[START SUPPLIED RECORDS]

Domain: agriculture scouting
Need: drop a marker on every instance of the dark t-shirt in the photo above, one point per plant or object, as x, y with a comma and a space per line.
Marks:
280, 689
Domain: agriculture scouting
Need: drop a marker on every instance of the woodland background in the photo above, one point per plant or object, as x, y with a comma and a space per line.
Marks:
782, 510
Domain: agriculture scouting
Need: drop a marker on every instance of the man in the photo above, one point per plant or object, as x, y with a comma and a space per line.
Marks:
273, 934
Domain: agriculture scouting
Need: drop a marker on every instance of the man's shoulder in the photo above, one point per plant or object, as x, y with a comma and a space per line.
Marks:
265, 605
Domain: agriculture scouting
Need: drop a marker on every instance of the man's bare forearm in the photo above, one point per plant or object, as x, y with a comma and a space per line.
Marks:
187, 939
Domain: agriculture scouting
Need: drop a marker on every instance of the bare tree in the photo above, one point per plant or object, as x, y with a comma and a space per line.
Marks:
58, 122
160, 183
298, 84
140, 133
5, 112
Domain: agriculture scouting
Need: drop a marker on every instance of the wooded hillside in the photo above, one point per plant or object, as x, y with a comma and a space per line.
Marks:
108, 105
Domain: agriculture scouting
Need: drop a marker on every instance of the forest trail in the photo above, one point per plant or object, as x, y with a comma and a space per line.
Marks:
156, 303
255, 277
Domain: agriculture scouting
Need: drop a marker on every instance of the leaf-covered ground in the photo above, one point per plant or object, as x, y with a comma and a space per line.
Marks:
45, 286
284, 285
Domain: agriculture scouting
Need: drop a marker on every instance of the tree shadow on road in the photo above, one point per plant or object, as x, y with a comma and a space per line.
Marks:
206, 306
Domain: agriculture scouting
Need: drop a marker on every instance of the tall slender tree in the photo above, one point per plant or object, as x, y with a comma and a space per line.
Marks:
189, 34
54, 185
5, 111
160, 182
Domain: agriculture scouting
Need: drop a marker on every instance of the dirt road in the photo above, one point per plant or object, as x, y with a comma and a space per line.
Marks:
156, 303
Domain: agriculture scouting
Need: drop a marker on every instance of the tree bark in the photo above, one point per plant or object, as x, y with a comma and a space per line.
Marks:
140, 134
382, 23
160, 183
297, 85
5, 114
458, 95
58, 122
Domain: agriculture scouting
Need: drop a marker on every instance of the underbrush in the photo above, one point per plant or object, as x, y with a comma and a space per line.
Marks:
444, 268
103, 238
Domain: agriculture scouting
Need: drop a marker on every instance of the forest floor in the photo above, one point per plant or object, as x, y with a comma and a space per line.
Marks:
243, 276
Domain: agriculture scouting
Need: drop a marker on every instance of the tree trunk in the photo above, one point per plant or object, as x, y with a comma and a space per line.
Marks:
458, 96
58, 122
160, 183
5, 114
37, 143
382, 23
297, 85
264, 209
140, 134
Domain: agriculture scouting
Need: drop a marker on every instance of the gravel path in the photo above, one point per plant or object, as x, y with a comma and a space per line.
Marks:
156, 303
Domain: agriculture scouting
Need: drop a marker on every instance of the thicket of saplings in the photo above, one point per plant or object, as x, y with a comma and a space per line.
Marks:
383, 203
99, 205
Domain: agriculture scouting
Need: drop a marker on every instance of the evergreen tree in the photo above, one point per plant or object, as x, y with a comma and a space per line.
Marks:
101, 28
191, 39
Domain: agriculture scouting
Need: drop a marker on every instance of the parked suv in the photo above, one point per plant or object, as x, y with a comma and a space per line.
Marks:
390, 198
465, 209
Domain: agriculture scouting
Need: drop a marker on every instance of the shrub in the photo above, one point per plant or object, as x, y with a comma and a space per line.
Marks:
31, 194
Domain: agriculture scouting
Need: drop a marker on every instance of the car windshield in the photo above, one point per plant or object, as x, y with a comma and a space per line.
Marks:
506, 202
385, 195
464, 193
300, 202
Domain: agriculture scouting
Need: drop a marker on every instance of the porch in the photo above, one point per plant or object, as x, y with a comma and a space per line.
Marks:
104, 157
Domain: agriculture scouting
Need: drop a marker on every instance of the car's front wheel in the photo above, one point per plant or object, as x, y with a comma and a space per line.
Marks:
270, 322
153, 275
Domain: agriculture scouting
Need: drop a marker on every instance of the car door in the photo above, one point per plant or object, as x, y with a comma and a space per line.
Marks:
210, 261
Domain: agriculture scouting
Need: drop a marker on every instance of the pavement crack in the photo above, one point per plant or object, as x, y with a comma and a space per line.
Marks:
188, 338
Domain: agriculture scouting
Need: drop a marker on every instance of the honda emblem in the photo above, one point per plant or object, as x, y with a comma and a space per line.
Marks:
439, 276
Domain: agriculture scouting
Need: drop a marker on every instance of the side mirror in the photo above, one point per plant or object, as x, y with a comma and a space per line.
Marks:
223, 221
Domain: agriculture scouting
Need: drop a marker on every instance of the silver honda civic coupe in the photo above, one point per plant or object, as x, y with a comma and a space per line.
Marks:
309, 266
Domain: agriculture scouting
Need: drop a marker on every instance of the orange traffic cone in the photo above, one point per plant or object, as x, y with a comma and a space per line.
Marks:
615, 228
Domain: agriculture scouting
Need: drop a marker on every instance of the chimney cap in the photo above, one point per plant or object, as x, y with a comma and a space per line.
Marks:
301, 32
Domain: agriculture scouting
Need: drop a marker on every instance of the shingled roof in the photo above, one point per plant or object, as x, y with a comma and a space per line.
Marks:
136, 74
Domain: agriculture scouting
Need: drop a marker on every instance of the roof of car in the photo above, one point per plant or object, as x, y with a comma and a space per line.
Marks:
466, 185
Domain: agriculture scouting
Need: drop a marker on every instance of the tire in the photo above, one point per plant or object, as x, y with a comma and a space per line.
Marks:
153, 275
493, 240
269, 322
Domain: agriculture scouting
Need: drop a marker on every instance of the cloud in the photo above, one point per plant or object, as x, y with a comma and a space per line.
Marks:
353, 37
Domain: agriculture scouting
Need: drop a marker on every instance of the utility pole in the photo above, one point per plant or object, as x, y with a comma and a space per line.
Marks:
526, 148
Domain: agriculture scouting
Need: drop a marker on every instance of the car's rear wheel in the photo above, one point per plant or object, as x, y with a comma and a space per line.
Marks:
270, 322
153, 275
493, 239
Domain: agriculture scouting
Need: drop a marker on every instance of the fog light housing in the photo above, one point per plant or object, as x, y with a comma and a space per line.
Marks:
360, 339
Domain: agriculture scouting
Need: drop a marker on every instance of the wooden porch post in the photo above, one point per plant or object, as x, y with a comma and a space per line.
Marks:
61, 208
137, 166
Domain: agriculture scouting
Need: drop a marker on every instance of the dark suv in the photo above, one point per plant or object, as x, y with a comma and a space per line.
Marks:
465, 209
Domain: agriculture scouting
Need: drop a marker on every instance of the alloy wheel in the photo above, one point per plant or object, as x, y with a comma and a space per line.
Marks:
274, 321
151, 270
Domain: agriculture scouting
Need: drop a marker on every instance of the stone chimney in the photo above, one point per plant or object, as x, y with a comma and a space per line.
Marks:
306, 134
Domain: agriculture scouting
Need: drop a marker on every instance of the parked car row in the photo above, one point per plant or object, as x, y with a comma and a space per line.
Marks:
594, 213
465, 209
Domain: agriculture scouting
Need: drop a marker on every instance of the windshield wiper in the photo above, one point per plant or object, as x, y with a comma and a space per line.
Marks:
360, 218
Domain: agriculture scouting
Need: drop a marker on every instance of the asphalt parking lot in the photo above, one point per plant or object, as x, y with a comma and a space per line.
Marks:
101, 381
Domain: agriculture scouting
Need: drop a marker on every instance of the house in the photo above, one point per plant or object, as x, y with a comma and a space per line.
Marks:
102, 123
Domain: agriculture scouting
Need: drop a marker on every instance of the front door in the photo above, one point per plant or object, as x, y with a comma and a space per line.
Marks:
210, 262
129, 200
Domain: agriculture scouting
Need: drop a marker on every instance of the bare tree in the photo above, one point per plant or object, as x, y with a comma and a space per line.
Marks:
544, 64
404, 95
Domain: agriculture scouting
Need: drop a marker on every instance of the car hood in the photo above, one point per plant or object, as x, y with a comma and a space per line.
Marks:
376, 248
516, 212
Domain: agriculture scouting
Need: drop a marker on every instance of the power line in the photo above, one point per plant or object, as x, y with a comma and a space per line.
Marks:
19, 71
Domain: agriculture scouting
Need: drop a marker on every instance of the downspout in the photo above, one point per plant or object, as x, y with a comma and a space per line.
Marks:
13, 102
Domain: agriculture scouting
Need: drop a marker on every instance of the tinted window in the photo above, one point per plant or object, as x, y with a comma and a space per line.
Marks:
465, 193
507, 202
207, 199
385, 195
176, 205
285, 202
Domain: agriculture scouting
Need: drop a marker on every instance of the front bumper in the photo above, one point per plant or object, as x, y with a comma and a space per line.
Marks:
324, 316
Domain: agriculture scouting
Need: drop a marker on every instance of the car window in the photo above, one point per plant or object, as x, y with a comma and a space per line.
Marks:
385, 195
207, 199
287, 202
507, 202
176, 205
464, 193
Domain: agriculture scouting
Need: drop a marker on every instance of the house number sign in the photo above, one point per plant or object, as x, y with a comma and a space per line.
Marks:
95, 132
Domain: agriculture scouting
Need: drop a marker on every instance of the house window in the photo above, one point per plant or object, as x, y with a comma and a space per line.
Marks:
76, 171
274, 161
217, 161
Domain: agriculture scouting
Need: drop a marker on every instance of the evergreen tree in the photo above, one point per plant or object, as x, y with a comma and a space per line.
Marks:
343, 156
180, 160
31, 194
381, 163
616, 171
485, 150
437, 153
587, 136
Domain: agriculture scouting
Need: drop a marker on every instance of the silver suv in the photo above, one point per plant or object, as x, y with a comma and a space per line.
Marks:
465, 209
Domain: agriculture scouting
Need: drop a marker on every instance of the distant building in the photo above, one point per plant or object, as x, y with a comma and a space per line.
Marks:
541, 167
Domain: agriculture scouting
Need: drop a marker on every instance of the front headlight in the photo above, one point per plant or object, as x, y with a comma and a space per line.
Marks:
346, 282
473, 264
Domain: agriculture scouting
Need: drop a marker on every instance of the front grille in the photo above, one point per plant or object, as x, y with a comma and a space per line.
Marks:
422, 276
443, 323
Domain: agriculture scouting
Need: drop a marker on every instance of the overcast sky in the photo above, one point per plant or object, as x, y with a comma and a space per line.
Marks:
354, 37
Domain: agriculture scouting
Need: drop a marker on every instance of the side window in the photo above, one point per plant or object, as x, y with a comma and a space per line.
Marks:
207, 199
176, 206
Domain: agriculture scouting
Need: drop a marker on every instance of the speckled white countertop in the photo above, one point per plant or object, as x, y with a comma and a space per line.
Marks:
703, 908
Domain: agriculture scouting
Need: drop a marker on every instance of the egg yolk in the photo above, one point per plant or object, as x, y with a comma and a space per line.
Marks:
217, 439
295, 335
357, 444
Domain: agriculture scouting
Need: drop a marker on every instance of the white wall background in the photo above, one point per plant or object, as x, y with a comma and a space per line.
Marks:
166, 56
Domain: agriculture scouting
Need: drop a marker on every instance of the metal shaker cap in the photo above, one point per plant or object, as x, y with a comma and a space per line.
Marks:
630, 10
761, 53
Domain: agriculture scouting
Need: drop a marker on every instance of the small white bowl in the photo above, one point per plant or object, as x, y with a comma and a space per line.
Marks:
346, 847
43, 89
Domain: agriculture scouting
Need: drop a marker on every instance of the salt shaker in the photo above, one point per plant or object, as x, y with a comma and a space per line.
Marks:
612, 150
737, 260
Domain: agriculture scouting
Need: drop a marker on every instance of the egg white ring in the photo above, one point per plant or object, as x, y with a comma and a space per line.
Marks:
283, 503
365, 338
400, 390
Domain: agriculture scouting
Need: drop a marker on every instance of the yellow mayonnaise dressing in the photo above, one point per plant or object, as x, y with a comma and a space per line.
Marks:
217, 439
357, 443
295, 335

[END SUPPLIED RECORDS]

WHAT THIS TASK INVOLVES:
Pick out each line in the listing above that contains the word "white" and copy those lines in full.

WRITTEN RESPONSE:
Need: drop a marker on every instance of the speckled white countertop in the photo above, one point per plant or object, as x, y with a comma and a space per line.
Need: drop a marker on every instance of the white wall background in the photo above, one point per plant or object, as x, y with a comma and a space per line.
Need: drop a marker on every instance of the small white bowl in the photo above, one point per plant or object, as x, y with a comma and a space per line.
Need: drop a marker on every instance of the egg white ring in the photo above, one point per plant or object, as x, y with a comma and a space per line.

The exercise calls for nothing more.